_The exercise_:
Starting at the line that contains "of the woman" and ending at the end of the records, write those lines out again with the requests included. Multiply only the answer coordinates by 1.4 and round them to whole numbers, with halves rounded up, and leave the format samples in the requests unchanged.
---------- Record list ----------
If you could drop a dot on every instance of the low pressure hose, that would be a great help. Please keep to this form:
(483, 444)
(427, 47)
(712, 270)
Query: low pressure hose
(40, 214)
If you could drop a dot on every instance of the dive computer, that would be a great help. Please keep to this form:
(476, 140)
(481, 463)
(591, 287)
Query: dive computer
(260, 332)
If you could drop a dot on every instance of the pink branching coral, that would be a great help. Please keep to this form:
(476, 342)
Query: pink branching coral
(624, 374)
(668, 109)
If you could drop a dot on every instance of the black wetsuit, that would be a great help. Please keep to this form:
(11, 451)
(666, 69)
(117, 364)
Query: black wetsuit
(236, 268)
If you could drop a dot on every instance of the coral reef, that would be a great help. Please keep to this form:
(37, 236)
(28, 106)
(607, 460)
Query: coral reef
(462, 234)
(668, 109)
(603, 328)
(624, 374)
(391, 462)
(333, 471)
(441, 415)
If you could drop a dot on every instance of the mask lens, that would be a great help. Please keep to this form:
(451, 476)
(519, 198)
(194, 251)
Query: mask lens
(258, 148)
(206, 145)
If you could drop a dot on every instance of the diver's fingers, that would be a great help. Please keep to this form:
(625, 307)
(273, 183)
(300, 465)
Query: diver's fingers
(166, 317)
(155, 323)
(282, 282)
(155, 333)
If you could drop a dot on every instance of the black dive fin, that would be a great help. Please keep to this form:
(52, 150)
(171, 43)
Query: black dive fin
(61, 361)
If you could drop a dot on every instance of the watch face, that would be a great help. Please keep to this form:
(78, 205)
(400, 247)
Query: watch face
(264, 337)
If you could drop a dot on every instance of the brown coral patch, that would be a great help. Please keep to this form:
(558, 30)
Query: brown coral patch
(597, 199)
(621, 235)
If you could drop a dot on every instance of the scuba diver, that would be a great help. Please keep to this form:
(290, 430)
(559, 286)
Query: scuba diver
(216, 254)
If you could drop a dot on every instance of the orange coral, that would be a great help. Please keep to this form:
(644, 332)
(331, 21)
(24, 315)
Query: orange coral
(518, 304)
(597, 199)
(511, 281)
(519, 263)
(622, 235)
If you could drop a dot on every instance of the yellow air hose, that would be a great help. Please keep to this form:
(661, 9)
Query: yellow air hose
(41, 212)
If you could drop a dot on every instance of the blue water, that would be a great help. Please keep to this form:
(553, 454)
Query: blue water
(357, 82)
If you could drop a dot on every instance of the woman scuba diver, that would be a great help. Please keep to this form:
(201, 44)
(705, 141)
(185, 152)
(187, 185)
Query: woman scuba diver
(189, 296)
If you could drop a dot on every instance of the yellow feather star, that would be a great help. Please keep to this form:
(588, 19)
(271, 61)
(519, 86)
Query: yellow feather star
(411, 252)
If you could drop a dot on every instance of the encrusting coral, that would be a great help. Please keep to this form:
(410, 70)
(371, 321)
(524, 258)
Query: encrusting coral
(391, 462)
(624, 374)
----------
_Task solution_:
If you could drop a dot on every instance of the woman scuba diver, that would be a great help. Please keep to this form:
(201, 44)
(705, 141)
(185, 152)
(187, 185)
Query: woman scuba diver
(265, 414)
If you could drop a dot on every instance of the yellow feather star, that would be a great help. Please keep to this form:
(588, 19)
(271, 61)
(519, 86)
Query: yellow feather star
(575, 353)
If you could drop a dot on every instance of the encrusting coral, that would be a great help. Please keep to this form:
(410, 70)
(371, 321)
(524, 258)
Query: encrusting coral
(547, 647)
(874, 524)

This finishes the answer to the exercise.